ESPN's Holly Rowe Says Her Cancer Has Returned

The network has renewed her contract as she battles cancer and keeps working.
Holly Rowe, pictured with Kansas guard Frank Mason III in February, thanked ESPN for renewing her contract amid her cancer battle.
Holly Rowe, pictured with Kansas guard Frank Mason III in February, thanked ESPN for renewing her contract amid her cancer battle.
Icon Sportswire via Getty Images

ESPN reporter Holly Rowe says her cancer has returned and spread, The Associated Press reported.

“I don’t think about having cancer when I’m out here,” Rowe told AP before she worked the sideline Thursday for a WNBA game between the Minnesota Lynx and host New York Liberty. “Monday, I have a CAT scan and have treatment. I’ll be a cancer patient on Monday. I’m not thinking about it today.”

These are tough times for the sports network. Kathy Berman, wife of Chris Berman, who is arguably the face of the network, died in a car crash last week. The outlet has also conducted massive layoffs.

But Rowe will not be among them. ESPN stated Thursday in an editor’s note to a personal essay by the reporter that her contract had been renewed.

== == ==

### TASKS TO PERFORM
1: Return the passage of the Holly Rowe article from "ESPN reporter Holly" to "had been renewed.", copied word for word.
2: Supply the next part of the article on Holly Rowe's cancer, picking up after its final sentence.

== == ==

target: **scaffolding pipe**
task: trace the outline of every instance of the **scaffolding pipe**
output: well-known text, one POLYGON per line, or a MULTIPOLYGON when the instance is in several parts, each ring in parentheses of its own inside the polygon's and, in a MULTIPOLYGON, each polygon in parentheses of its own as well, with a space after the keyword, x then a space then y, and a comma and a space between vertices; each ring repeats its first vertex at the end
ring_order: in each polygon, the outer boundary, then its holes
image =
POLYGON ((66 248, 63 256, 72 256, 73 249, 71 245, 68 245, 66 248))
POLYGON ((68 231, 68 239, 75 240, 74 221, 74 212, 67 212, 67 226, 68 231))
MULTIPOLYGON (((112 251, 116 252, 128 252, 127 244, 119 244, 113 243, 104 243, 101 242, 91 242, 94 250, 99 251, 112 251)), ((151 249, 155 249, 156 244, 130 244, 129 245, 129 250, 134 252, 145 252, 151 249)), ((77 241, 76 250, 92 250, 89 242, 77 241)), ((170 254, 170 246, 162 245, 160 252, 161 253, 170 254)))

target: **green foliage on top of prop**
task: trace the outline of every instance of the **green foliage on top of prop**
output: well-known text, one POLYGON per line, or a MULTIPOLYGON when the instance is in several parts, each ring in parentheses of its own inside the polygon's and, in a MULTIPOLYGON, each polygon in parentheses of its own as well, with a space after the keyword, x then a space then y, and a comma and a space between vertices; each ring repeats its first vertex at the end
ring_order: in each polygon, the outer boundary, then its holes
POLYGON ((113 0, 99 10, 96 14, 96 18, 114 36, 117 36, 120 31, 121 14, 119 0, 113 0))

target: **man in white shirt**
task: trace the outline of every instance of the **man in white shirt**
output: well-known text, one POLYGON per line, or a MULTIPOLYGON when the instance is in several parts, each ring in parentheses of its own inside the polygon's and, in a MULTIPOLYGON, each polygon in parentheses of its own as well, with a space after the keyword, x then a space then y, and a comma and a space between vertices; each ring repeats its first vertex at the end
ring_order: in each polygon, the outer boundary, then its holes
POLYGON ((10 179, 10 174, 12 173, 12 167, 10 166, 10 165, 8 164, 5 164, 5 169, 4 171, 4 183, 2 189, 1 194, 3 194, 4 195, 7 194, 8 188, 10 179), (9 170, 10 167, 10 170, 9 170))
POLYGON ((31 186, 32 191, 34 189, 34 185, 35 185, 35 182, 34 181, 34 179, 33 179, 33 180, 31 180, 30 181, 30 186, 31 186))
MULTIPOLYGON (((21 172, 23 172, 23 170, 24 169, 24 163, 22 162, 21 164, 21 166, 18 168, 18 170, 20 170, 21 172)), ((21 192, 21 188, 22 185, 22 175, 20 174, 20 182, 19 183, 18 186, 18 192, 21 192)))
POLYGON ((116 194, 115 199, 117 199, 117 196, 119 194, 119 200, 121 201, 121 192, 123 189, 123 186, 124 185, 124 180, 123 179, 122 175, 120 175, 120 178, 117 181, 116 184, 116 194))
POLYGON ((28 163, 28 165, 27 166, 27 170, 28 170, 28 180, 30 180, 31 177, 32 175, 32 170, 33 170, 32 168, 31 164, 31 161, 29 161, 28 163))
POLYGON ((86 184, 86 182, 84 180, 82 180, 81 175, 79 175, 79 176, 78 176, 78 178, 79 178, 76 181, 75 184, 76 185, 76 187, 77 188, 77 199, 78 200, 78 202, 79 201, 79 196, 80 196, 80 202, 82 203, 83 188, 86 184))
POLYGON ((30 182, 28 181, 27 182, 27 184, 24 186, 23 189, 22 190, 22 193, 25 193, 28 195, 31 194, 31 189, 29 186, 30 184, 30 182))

== == ==

### EXPECTED RESULTS
1:
ESPN reporter Holly Rowe says her cancer has returned and spread, The Associated Press reported.

“I don’t think about having cancer when I’m out here,” Rowe told AP before she worked the sideline Thursday for a WNBA game between the Minnesota Lynx and host New York Liberty. “Monday, I have a CAT scan and have treatment. I’ll be a cancer patient on Monday. I’m not thinking about it today.”

These are tough times for the sports network. Kathy Berman, wife of Chris Berman, who is arguably the face of the network, died in a car crash last week. The outlet has also conducted massive layoffs.

But Rowe will not be among them. ESPN stated Thursday in an editor’s note to a personal essay by the reporter that her contract had been renewed.

2:
“I promise to repay and thank my bosses at ESPN for sticking by me during the most difficult year of my life,” she wrote. “I don’t take a single moment of this journey for granted.”

In February 2016, doctors removed a tumor from her chest for the second time within a year, according to Sports Illustrated. She has continued to work during her battle with a rare form of melanoma.

“When I say sports have saved my life, I’m not saying that as a joke or lightly,” she told her hometown paper, the Salt Lake Tribune, recently. “It’s given me things to look forward to and every single event I get to, someone is winning or losing.”

Rowe became a regular presence on ESPN in 1998.